Text block:
(begin)

Question

need to find if converges or diverges using ratio test: sum of all (ln(n))/(n) when n=1 to inf
*not sure what cancels once RT is set up

Answer 1

any idea?

Answer 2

...why the ratio test? painful.

Answer 3

The ratio I get using the ratio test is 1. It wouldn't be a conclusive test.

Answer 4

If you want me to show you that, let me know.

Answer 5

it's not that painful loki all you've got to do is put :

an+1 / an , I find it rather simple lol ^_^

Answer 6

Yeah, I know ;)

Answer 7

:)

Answer 8

\[|\frac{\ln (n+1))}{n+1}/\frac{\ln(n)}{n}|=\frac{\ln(n+1)}{\ln(n)}\frac{n}{n+1}\]This is an indeterminate form (infty/infty), so you can use L'Hopital's rule:\[\lim_{n->\infty}\frac{\ln (n+1)}{\ln(n)}\frac{n}{n+1}=\lim_{n->\infty}\frac{\ln (n+1)}{\ln (n)}\lim_{n->\infty}\frac{n}{n+1}\]\[=\lim_{n->\infty}\frac{\frac{1}{n+1}}{\frac{1}{n}}\lim_{n->\infty}\frac{1}{1}=\lim_{n->\infty}\frac{n}{n+1}=\lim_{n->\infty}\frac{1}{1+\frac{1}{n}}=1\]

(end)

Records supplied:
(begin)

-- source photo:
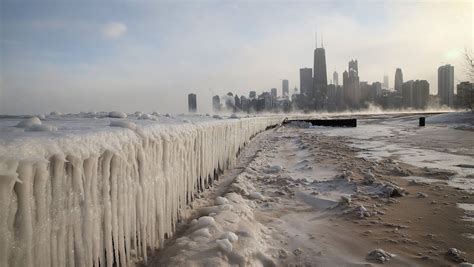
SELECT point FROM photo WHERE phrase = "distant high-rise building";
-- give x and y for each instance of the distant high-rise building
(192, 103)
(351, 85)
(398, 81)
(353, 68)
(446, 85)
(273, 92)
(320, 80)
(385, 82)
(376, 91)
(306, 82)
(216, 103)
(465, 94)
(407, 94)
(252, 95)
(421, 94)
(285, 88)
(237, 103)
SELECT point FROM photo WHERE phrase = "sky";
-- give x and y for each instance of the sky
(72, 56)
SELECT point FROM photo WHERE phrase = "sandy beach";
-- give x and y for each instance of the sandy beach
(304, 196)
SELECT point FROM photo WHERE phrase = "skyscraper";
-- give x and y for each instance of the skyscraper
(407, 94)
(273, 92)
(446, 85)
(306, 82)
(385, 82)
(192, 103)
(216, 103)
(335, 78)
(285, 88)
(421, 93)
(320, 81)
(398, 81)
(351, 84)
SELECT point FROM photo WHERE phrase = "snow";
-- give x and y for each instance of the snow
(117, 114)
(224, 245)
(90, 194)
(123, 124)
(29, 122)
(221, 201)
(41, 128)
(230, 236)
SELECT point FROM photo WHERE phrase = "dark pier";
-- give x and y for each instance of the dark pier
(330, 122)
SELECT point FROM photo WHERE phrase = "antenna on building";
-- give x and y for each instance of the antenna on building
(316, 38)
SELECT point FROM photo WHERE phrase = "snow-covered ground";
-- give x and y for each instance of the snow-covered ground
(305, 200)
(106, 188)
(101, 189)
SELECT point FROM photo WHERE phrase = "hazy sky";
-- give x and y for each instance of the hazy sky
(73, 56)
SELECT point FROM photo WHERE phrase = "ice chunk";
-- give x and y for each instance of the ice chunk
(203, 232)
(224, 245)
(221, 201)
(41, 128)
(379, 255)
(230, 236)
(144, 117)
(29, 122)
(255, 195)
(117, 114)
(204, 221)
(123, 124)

(end)
(begin)

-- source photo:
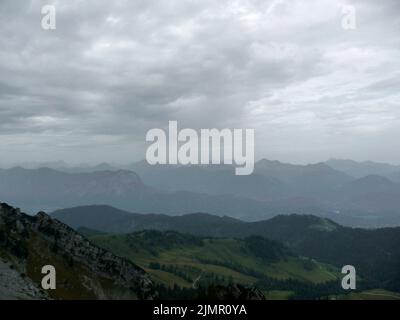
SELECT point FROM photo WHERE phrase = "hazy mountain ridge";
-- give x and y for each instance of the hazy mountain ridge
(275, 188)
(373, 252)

(end)

Written task 1: Output the part of the ratio test thread starting at "If you want" and ending at "Yeah, I know ;)", copied word for word.
Written task 2: Pick out every line of the rows that contains the word "antenna".

Answer 1:
If you want me to show you that, let me know.

Answer 5

it's not that painful loki all you've got to do is put :

an+1 / an , I find it rather simple lol ^_^

Answer 6

Yeah, I know ;)

Answer 2:
SELECT point FROM photo WHERE phrase = "antenna on building";
-- give x and y for each instance of the antenna on building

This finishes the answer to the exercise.